- [What is required] Without altering anything, output the material below.

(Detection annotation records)

#####

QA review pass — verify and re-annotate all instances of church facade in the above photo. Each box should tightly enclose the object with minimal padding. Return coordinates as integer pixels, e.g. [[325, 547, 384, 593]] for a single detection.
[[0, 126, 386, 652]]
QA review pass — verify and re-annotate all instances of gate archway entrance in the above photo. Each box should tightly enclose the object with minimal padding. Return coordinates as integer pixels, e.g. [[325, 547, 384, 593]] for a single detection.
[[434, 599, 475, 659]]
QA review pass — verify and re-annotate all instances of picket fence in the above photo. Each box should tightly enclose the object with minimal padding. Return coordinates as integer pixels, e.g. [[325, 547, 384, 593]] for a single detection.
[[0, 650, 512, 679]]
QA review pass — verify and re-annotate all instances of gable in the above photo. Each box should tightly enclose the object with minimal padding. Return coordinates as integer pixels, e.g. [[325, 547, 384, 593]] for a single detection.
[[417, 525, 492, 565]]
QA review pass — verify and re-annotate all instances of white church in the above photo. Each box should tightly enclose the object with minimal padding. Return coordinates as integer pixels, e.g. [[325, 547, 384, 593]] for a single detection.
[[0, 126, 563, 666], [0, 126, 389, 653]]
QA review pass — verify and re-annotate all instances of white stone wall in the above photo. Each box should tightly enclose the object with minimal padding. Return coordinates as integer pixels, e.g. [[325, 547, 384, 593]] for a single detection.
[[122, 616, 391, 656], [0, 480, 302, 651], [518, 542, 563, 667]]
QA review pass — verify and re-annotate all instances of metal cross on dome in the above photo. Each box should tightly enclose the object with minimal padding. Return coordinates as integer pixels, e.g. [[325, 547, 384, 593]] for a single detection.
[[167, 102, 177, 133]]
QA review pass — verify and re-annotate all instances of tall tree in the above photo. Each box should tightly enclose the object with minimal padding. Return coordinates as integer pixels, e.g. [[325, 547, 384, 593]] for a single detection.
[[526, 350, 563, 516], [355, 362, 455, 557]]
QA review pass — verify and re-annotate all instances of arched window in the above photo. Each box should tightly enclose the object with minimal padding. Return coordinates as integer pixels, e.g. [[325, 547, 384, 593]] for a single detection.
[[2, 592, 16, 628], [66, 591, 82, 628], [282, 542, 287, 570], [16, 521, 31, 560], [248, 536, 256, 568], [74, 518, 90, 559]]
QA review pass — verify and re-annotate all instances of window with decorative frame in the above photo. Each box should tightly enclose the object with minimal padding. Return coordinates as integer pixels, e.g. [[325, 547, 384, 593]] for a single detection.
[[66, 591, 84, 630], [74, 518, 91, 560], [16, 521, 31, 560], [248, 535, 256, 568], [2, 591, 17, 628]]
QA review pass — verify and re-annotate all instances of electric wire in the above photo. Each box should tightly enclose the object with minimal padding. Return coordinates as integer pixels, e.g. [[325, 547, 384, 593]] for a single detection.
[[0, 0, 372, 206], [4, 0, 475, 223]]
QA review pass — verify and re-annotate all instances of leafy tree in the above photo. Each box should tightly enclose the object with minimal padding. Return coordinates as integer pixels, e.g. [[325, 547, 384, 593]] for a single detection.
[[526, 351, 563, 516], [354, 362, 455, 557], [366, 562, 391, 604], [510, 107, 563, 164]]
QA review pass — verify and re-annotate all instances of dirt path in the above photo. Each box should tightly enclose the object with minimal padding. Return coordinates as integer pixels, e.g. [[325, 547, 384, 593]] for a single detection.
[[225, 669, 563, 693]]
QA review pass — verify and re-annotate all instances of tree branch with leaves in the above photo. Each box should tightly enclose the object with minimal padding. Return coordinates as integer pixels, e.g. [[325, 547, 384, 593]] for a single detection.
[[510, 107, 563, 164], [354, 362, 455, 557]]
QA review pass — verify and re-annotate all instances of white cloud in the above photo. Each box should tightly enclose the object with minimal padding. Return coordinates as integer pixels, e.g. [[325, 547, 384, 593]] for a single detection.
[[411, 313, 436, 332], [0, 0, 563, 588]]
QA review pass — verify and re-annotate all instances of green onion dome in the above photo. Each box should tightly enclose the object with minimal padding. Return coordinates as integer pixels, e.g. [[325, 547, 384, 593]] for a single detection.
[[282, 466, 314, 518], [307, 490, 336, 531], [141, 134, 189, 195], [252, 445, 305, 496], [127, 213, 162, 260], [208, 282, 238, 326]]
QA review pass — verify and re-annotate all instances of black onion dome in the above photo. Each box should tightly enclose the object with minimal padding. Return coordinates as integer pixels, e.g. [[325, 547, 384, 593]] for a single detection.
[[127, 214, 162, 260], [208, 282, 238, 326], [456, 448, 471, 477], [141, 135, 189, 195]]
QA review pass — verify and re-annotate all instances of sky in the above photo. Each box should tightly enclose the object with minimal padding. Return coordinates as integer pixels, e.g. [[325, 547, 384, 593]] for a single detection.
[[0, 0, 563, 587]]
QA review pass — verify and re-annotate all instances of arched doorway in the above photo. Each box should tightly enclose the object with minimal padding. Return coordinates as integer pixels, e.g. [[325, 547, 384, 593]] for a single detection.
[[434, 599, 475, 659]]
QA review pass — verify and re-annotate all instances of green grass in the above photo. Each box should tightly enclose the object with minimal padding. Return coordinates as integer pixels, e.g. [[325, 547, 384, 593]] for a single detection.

#####

- [Solution below]
QA review pass — verify and re-annotate all instances of church facade in the above photo. Each box should tightly enclose the object with minimal padding. Return coordinates as integer pixels, e.g. [[325, 547, 384, 593]] for a single detection.
[[0, 126, 386, 652]]
QA review pass — verify and re-annotate all instances of gate archway entrance in the above photo. Each box should tightly enclose the object with minimal padding. Return coordinates as integer pixels, e.g. [[325, 547, 384, 593]] for a single detection.
[[434, 599, 475, 659]]
QA review pass — verify and re-annotate all instances of picket fence in the above photo. Each box should tightly enclose the object with minimal padding. Return coordinates as integer pixels, e.g. [[325, 547, 384, 593]] for a single detection.
[[0, 650, 512, 679]]
QA review pass — verify and re-annotate all instances of gable in the above photo. Each box should tightly enclose the object with minimal padding. Return coordinates as integer pixels, e.g. [[325, 547, 384, 593]] for a single detection.
[[417, 525, 492, 565]]
QA review pass — verify and re-annotate all instances of white church in the above photo. Each box should tightly enclose the object with minimal padding. Return coordinates as integer pixels, e.g. [[325, 547, 384, 593]] for a single detection.
[[0, 126, 563, 666], [0, 126, 389, 653]]
QA review pass — verify and re-annotate all instances of white stone wall in the above photo. Each box should tightly enclose the object with minimal padding. Return coordinates as integer pixels, e.g. [[325, 547, 384, 593]] for a single detection.
[[122, 616, 391, 656], [0, 480, 302, 651], [518, 542, 563, 667]]
QA review pass — verify and re-annotate all instances of metal cross on dome in the above photo. Each box should tightly enclose the object with minimal padding. Return coordinates as integer pixels, e.g. [[325, 547, 384, 593]] for a single detection.
[[167, 102, 177, 133]]
QA review pass — verify and re-annotate all instances of tall tree in the above photo. Each box should tightly enclose the object with minimal padding. Return coordinates as integer pixels, e.g. [[325, 547, 384, 593]] for a single detection.
[[526, 350, 563, 516], [355, 362, 455, 557]]
QA review pass — verify and re-annotate all instances of arched window in the above photo. Each box should tightly enclose the object with minimal padding. Return coordinates as integer pixels, e.g. [[325, 547, 384, 593]] for a single detection.
[[2, 592, 16, 628], [66, 591, 82, 628], [282, 542, 287, 570], [16, 521, 31, 560], [248, 536, 256, 568], [74, 518, 90, 559]]
QA review pass — verify and re-annotate all instances of window with decorative frame in the above photo. Each box should tightly enclose the object with minimal padding. Return coordinates as integer pixels, e.g. [[325, 547, 384, 593]] for a single detection.
[[66, 591, 84, 630], [74, 518, 91, 560], [16, 521, 31, 560], [248, 535, 256, 568], [2, 591, 17, 628]]
QA review pass — verify and re-annotate all instances of electric wire in the above photo. Each box should tightly enclose the object with minimal padding. Return coordinates as integer pixels, e.g. [[325, 547, 384, 593]] for a single detection.
[[0, 0, 372, 206], [4, 0, 475, 223]]
QA review pass — verify and re-annotate all instances of leafy tree in the above photo. Each box should tightly enclose the object with minimal padding. Return coordinates as integer pixels, e.g. [[325, 547, 384, 593]] for a single detection.
[[526, 351, 563, 516], [354, 362, 455, 557], [366, 562, 391, 604], [510, 107, 563, 164]]
QA review pass — verify and re-annotate all instances of dirt path in the above photo. Each box should tightly enclose the object with minimal padding. Return coordinates as integer pixels, e.g. [[325, 547, 384, 593]] for a single detection.
[[225, 669, 563, 693]]
QA review pass — verify and re-annotate all instances of tree branch with leaves in the above photo. Each box should tightly enclose the object with minimal padding. Return coordinates as integer pixels, e.g. [[325, 547, 384, 593]] for a single detection.
[[510, 107, 563, 164], [354, 362, 455, 557]]
QA review pass — verify and re-annotate all instances of white cloud in the above photo. Each box should tightly enclose the object with minimal padding. Return coordinates as integer pixels, e.g. [[325, 547, 384, 593]] for a single detection.
[[411, 313, 436, 332], [0, 0, 563, 588]]
QA review pass — verify and re-annotate all instances of green onion dome in the above photo. Each box should tightly enclose the object with minimal padding. Return coordinates as integer pixels, e.g. [[325, 547, 384, 593]] for a single detection.
[[282, 466, 314, 518], [307, 490, 336, 531], [141, 134, 189, 195], [252, 445, 305, 496], [127, 213, 162, 260], [208, 282, 238, 326]]
QA review pass — verify and re-annotate all instances of black onion dome in the above photo. Each box should tightly enclose the object with minimal padding. Return coordinates as integer pixels, e.g. [[325, 547, 384, 593]] for a single detection.
[[127, 214, 162, 260], [208, 282, 238, 326], [456, 448, 471, 477], [141, 135, 189, 195]]
QA review pass — verify and re-annotate all instances of sky in the above photo. Each box should tightly enclose the object with minimal padding. Return coordinates as integer pixels, e.g. [[325, 547, 384, 593]] for a single detection.
[[0, 0, 563, 587]]
QA review pass — verify and re-annotate all instances of arched doorway in the above photo. Each box should tightly enclose the object with minimal padding. Return coordinates as integer pixels, e.g. [[325, 547, 384, 593]] for a single detection.
[[434, 599, 475, 659]]
QA review pass — verify and re-annotate all instances of green grass in the above photo. Each box should tightly enclose the object with minimal padding. Return coordinates as integer pixels, e.g. [[325, 547, 384, 593]] for a single detection.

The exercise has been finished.